> **Supplied records**:
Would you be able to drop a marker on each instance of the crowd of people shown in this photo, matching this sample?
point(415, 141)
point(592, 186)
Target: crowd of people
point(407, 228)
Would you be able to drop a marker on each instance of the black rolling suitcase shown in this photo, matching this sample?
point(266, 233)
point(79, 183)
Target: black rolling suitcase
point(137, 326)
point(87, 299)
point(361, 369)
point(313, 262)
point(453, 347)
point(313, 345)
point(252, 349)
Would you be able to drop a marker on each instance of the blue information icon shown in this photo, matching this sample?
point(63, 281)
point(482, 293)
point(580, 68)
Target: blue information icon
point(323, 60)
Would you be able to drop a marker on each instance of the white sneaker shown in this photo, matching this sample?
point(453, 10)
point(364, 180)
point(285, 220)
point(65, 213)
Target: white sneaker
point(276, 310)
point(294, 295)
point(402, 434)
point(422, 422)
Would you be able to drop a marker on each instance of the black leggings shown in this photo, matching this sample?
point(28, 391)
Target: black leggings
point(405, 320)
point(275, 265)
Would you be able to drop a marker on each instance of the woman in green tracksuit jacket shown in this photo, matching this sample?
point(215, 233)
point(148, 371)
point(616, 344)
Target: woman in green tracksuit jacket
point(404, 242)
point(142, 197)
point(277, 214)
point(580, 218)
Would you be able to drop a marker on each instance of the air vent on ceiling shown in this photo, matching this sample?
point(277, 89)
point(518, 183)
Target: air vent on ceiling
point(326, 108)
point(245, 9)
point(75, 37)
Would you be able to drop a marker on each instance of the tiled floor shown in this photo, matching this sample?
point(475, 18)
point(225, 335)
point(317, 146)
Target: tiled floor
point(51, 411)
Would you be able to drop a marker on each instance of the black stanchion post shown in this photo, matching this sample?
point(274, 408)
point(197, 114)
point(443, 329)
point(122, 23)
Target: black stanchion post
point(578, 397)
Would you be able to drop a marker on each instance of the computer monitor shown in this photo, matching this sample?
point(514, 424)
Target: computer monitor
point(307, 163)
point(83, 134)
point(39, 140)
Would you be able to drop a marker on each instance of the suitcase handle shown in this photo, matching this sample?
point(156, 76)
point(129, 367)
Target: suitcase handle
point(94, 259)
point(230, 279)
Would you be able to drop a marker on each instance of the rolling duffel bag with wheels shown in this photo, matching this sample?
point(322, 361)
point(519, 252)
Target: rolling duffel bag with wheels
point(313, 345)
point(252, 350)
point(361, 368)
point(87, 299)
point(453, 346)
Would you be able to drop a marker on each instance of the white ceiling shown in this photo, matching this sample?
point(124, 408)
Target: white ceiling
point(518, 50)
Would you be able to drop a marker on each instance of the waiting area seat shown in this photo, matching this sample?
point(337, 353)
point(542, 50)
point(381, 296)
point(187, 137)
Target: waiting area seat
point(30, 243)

...

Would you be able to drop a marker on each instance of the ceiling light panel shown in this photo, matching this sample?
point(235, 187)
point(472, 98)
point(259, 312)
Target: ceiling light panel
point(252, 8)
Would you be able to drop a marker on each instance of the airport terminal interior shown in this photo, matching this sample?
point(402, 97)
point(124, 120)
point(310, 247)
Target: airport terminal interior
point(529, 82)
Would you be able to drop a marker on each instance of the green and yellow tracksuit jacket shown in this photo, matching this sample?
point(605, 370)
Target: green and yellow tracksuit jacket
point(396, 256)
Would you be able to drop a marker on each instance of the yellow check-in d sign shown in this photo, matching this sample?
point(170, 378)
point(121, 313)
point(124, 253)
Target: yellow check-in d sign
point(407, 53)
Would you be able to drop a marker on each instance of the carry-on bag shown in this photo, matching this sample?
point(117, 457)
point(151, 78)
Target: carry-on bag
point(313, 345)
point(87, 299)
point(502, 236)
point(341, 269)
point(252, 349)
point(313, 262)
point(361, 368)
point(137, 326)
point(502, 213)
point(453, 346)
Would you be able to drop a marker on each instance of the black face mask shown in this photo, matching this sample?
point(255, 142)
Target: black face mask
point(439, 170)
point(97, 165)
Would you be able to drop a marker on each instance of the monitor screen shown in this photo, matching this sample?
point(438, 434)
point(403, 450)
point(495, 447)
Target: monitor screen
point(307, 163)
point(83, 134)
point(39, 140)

> **Aim of the exercise**:
Copy out, word for word, the stretch of the records above from the line containing "of the woman" through the line containing "point(51, 411)", including both of those lines.

> **Answer to this problem**:
Would you be able to drop a marker on each instance of the woman in green tracksuit jacket shown in this photo, matching this sample?
point(215, 233)
point(148, 371)
point(616, 344)
Target: woman in green tracksuit jacket
point(404, 242)
point(142, 197)
point(277, 214)
point(580, 218)
Would you be able to drop a marker on each instance of the air vent on ceiling shown in this photo, matching this sample?
point(277, 89)
point(518, 183)
Target: air vent on ceiling
point(326, 108)
point(245, 9)
point(75, 37)
Would you be able to drop a marker on each instance of the tiled floor shown in this photo, matching this sample?
point(475, 18)
point(225, 335)
point(317, 146)
Target: tiled floor
point(51, 411)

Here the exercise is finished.